Locate each line in the listing below that contains the string "purple", with uppercase and lowercase letters treated as different, and copy every such line in full.

:: STORED RECORDS ::
>> Start

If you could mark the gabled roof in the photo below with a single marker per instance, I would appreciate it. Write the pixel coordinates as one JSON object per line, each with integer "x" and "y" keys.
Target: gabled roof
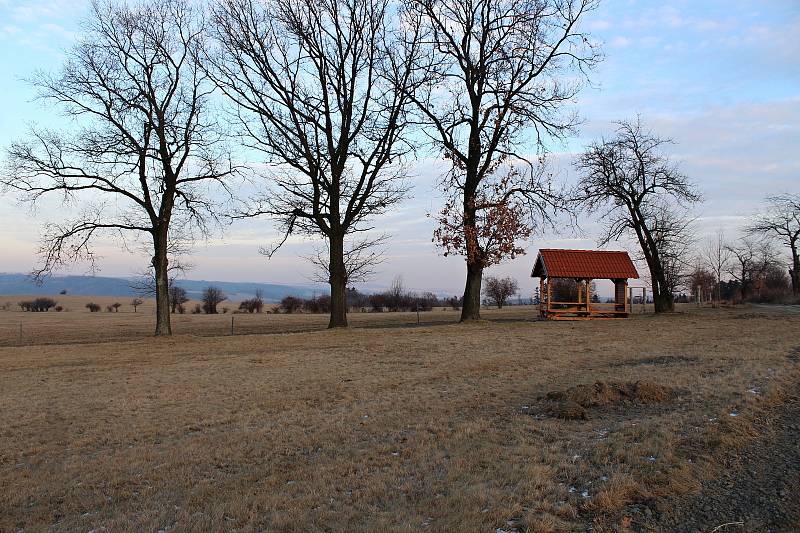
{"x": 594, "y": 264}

>> End
>> Start

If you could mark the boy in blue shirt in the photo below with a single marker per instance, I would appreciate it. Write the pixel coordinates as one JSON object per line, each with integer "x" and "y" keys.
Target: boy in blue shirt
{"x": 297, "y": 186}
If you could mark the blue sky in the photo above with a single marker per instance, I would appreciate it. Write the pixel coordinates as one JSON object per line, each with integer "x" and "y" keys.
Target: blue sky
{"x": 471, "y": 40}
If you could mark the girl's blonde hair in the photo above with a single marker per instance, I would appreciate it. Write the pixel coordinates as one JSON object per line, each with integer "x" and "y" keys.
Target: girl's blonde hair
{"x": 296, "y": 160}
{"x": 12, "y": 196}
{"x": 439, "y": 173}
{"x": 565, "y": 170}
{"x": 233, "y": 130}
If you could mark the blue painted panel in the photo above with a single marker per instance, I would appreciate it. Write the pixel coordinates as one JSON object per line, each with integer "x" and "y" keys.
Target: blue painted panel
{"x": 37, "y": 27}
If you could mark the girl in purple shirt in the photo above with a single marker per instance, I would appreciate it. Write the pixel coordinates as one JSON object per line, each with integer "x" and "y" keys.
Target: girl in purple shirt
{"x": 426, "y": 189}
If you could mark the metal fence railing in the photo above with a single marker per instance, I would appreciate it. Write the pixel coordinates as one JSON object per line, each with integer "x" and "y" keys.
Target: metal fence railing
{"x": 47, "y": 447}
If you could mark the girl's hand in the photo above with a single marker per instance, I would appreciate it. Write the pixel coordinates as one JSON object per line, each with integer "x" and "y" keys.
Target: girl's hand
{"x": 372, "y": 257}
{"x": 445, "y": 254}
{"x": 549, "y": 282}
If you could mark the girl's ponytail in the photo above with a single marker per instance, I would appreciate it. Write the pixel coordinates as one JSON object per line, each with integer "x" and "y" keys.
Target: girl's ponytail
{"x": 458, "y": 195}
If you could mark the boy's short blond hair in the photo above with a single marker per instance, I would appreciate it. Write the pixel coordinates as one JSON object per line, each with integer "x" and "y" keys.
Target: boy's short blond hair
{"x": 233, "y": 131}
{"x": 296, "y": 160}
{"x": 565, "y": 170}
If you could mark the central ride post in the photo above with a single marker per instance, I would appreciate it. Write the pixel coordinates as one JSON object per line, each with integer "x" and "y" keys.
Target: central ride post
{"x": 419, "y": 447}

>> End

:: RESPONSE TO THE TASK ::
If you could mark the girl in purple shirt in the photo above with a single marker per instance, I would appreciate it. Write the pixel coordinates as one JSON object per line, each with integer "x" and "y" keys.
Target: girl in purple shirt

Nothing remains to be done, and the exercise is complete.